PAGE TEXT -
========================================================================

Ball spoke to Salon by phone from Los Angeles about the appeal of fanged sex, vampirism as a political metaphor and how to have fun with death. As one of the characters remarks, “If we can’t kill people, what’s the point of being a vampire?” (Listen to the interview here.)
You’ve spent all those years on a show about undertakers and now you’ve moved on to a show about dead people — or, that is, undead. Are you a secret goth?
I’m not! I just chanced upon these books by accident almost. I was wandering through the bookstore and I saw this book and the tag line was, “Maybe having a vampire for a boyfriend isn’t such a good idea.” I thought that was funny. They were so incredibly entertaining that I got really pulled into the world of the books.
The series is an interesting mix of light and dark. Clearly, there are funny elements, and yet it is literally ghoulish subject matter.
Oh, absolutely. It’s incredibly violent, and there’s a huge body count. At the same time, it’s vampires, so you can’t take it too seriously. There’s something so fun about the pulpiness — the genreness. It kept me so entertained and at the same time I thought there were really great, deeper themes. I ended up really caring about these characters.
Did you sit down and map out the mythology of this particular world?
Actually, no. Charlaine had done that. Instead of the supernatural being something that exists outside of nature, I wanted it to be something that was almost like a deeper manifestation of nature. Deeper and more primeval. Something that maybe humans, with our brain structures that we’ve created as a way to filter reality, can’t comprehend or sometimes even perceive.

========================================================================

TASK INPUTS -
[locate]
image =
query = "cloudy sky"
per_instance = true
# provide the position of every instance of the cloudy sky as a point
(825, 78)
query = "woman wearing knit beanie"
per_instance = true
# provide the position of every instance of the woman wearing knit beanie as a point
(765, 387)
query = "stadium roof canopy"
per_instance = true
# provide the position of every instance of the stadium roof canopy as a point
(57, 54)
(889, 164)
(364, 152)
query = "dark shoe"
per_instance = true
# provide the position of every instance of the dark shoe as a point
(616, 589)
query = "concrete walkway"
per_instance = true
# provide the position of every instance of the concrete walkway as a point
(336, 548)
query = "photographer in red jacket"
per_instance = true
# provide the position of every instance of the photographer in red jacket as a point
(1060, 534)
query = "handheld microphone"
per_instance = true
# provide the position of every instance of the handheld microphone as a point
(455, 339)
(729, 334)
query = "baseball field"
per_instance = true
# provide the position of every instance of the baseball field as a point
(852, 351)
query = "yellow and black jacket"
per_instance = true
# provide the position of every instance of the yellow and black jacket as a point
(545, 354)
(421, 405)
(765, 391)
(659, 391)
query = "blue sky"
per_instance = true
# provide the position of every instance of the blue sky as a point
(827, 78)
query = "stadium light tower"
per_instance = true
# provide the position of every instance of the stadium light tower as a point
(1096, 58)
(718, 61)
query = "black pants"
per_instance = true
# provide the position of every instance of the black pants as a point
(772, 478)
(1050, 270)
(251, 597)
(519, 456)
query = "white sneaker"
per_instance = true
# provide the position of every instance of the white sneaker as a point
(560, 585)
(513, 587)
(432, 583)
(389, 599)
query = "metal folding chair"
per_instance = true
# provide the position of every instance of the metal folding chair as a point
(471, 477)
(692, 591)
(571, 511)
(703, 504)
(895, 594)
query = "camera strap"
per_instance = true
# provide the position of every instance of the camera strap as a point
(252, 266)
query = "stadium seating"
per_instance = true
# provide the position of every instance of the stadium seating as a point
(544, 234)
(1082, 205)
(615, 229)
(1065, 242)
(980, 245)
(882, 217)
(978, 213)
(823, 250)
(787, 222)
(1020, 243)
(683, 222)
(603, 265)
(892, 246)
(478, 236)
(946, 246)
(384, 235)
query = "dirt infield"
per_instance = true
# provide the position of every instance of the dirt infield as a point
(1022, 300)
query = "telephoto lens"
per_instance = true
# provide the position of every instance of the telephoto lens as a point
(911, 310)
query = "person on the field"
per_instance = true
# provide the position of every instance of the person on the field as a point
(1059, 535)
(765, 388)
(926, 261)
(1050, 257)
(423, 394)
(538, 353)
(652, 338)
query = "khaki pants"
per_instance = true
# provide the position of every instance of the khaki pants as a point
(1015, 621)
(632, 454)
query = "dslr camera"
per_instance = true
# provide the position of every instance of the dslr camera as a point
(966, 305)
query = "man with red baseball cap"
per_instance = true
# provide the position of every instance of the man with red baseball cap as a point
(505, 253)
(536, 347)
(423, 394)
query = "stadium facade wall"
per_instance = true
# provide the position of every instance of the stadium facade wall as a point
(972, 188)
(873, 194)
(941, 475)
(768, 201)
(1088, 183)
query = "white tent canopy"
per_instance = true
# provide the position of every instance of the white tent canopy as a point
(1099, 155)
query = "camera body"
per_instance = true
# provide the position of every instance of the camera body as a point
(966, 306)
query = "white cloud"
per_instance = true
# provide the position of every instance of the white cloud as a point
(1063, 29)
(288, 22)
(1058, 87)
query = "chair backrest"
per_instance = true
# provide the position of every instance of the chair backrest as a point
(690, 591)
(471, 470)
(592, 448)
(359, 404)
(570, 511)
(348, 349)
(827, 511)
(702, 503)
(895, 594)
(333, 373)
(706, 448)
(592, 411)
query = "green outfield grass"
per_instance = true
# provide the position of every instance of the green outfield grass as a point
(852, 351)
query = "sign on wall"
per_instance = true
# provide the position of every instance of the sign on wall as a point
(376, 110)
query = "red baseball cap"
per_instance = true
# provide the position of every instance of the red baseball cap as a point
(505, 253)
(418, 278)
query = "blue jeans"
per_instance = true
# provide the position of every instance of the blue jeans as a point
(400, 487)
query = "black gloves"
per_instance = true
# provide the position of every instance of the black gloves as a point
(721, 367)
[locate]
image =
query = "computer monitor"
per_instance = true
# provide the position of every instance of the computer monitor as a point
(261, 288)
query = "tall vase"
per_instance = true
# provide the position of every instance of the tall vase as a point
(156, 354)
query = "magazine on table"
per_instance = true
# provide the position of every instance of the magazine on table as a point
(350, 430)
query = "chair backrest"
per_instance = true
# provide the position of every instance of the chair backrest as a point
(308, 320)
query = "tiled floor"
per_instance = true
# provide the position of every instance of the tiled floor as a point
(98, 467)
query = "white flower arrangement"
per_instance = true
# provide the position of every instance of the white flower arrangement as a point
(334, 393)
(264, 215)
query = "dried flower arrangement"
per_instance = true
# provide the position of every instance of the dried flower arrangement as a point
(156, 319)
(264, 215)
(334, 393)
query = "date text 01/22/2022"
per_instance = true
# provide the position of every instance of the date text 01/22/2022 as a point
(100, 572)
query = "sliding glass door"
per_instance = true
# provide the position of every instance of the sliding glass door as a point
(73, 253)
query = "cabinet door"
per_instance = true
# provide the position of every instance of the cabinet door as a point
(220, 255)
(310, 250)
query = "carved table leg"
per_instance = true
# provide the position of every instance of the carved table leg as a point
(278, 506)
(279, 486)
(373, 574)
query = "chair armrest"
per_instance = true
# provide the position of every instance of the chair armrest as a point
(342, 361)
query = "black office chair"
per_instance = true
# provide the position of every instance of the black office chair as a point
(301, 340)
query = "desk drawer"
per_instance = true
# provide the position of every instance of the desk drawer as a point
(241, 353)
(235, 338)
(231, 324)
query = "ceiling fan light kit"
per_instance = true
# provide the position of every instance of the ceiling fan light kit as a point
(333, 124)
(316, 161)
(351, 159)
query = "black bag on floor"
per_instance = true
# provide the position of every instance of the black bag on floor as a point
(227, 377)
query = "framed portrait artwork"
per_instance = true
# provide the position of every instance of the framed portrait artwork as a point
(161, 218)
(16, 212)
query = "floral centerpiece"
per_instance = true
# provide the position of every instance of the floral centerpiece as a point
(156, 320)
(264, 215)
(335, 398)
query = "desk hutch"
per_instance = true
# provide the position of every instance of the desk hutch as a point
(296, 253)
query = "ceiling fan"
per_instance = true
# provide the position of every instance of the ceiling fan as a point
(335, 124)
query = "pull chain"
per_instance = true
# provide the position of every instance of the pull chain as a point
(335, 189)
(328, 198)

========================================================================

SHORT EXERCISE 1 - Write out the interview, everything from "You’ve spent all" down to "of the books.", with no changes.
SHORT EXERCISE 2 - Return each line of the records that contains the string "gloves".

EXERCISE OUTPUT 1 -
You’ve spent all those years on a show about undertakers and now you’ve moved on to a show about dead people — or, that is, undead. Are you a secret goth?
I’m not! I just chanced upon these books by accident almost. I was wandering through the bookstore and I saw this book and the tag line was, “Maybe having a vampire for a boyfriend isn’t such a good idea.” I thought that was funny. They were so incredibly entertaining that I got really pulled into the world of the books.

EXERCISE OUTPUT 2 -
query = "black gloves"
# provide the position of every instance of the black gloves as a point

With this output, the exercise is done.